O deputado que pertence à ARENA apoiou a moção
do deputado arenista Wadih Helu contra a construção
da Nova Paulista, na Comissão de Transportes da Assembléia.
"As vias expressas são a unica solução de
carater imediato para os problemas de trafego da cidade, já
a construção da Nova Paulista pode ser feita numa nova
etapa, para permitir a aplicação da verba a obras de
carater mais prioritário", disse Caio Pompeu de Toledo,
ontem.
Na sua opinião, as novas vias expressas (cuja construção
já foi anunciada pela Prefeitura) desafogarão o transito
em varias areas, enquanto o rebaixamento da avenida Paulista beneficiará
apenas a uma area especifica da cidade. Além disso, há
os problemas tecnicos, que serão maiores no rebaixamento da
Paulista do que na construção das vias expressas, segundo
o deputado.
Um vereador, o sr. Vicente de Almeida, retrucou ontem mesmo porém,
que a avenida Nova Paulista é um componente indispensavel de
um sistema viario de ligação entre as zonas Sul e Oeste
da cidade por vias de distribuição de trafego que possibilitarão
o acesso direto da Via Anhanguera à Via Anchieta ou à
Rodovia dos Imigrantes.

○ ○ ○

(Enunciado 1) Reproduza as entradas no trecho que vai do início até a linha que contém "top-left (258, 0), bottom-right (640, 196)", inclusive, mantendo os pedidos e acrescentando -146 a cada número das coordenadas nas respostas. Omita as imagens no resultado.

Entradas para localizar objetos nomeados

○ ○ ○

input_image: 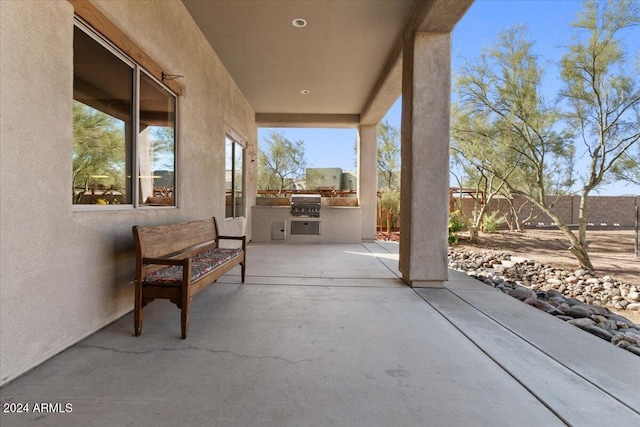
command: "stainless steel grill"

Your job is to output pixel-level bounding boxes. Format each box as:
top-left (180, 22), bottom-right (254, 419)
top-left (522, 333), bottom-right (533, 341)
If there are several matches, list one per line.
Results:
top-left (291, 194), bottom-right (322, 218)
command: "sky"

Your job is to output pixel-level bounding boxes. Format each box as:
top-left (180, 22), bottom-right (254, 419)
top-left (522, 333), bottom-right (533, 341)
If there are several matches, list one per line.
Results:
top-left (258, 0), bottom-right (640, 196)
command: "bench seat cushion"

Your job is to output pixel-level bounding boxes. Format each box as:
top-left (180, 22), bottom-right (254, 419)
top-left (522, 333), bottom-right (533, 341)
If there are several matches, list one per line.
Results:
top-left (142, 248), bottom-right (242, 285)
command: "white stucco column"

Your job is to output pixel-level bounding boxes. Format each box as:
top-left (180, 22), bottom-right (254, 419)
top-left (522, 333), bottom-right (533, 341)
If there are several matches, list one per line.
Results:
top-left (357, 125), bottom-right (378, 241)
top-left (400, 33), bottom-right (451, 287)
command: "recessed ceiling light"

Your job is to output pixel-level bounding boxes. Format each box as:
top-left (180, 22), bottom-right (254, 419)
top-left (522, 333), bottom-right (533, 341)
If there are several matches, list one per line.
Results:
top-left (291, 18), bottom-right (307, 28)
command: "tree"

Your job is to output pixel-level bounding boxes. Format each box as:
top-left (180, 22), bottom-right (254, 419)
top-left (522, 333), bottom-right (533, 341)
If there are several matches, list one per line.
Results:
top-left (378, 188), bottom-right (400, 233)
top-left (560, 0), bottom-right (640, 251)
top-left (451, 105), bottom-right (517, 243)
top-left (456, 1), bottom-right (640, 270)
top-left (72, 102), bottom-right (126, 203)
top-left (258, 132), bottom-right (307, 194)
top-left (454, 27), bottom-right (592, 269)
top-left (378, 120), bottom-right (400, 189)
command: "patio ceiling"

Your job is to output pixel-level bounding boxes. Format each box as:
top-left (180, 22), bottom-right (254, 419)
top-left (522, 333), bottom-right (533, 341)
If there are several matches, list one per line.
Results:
top-left (183, 0), bottom-right (472, 126)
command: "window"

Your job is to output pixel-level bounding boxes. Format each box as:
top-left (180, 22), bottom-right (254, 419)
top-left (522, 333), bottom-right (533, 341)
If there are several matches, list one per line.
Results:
top-left (72, 21), bottom-right (176, 207)
top-left (225, 135), bottom-right (244, 218)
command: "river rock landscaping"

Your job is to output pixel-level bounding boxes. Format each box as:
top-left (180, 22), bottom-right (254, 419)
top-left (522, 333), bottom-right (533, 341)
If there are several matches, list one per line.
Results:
top-left (449, 247), bottom-right (640, 356)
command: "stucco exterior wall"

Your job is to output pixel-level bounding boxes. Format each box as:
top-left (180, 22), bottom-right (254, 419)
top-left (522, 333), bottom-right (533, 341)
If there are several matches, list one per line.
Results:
top-left (0, 0), bottom-right (257, 384)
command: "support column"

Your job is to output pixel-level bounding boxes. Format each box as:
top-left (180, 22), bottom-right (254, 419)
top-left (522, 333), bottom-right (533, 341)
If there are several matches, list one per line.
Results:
top-left (357, 125), bottom-right (378, 241)
top-left (399, 33), bottom-right (451, 287)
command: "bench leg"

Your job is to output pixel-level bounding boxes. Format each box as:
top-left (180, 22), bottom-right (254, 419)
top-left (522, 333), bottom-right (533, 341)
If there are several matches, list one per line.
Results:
top-left (133, 282), bottom-right (144, 337)
top-left (180, 299), bottom-right (191, 339)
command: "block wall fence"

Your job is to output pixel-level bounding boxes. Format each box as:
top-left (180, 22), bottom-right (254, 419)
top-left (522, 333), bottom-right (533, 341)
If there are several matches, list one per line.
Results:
top-left (456, 196), bottom-right (640, 229)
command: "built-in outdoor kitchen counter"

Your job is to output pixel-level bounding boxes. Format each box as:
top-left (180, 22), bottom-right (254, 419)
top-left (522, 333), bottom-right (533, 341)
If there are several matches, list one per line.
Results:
top-left (251, 194), bottom-right (361, 243)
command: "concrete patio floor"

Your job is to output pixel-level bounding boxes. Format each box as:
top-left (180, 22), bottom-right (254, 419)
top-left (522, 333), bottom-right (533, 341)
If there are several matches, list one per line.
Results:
top-left (0, 242), bottom-right (640, 427)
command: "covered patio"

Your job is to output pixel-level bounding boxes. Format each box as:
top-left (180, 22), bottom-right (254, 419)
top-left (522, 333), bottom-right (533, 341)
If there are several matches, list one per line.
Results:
top-left (0, 242), bottom-right (640, 426)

○ ○ ○

(Enunciado 2) Indique se cada afirmação abaixo está de acordo com a matéria sobre a Nova Paulista, respondendo sim ou não e citando literalmente as palavras decisivas do texto. (a) Caio Pompeu de Toledo afirmou que as vias expressas são a única solução imediata para os problemas de tráfego da cidade. (b) Segundo o deputado, os problemas técnicos serão maiores na construção das vias expressas do que no rebaixamento da Paulista. (c) O vereador Vicente de Almeida concordou com a posição do deputado.

(Resultado final 1)
input_image: 
command: "stainless steel grill"

Your job is to output pixel-level bounding boxes. Format each box as:
top-left (180, 22), bottom-right (254, 419)
top-left (522, 333), bottom-right (533, 341)
If there are several matches, list one per line.
Results:
top-left (145, 48), bottom-right (176, 72)
command: "sky"

Your job is to output pixel-level bounding boxes. Format each box as:
top-left (180, 22), bottom-right (254, 419)
top-left (522, 333), bottom-right (533, 341)
If there are several matches, list one per line.
Results:
top-left (112, -146), bottom-right (494, 50)

(Resultado final 2)
(a) Sim: "As vias expressas são a unica solução de carater imediato para os problemas de trafego da cidade".
(b) Não: "os problemas tecnicos, que serão maiores no rebaixamento da Paulista do que na construção das vias expressas".
(c) Não: "o sr. Vicente de Almeida, retrucou ontem mesmo porém, que a avenida Nova Paulista é um componente indispensavel".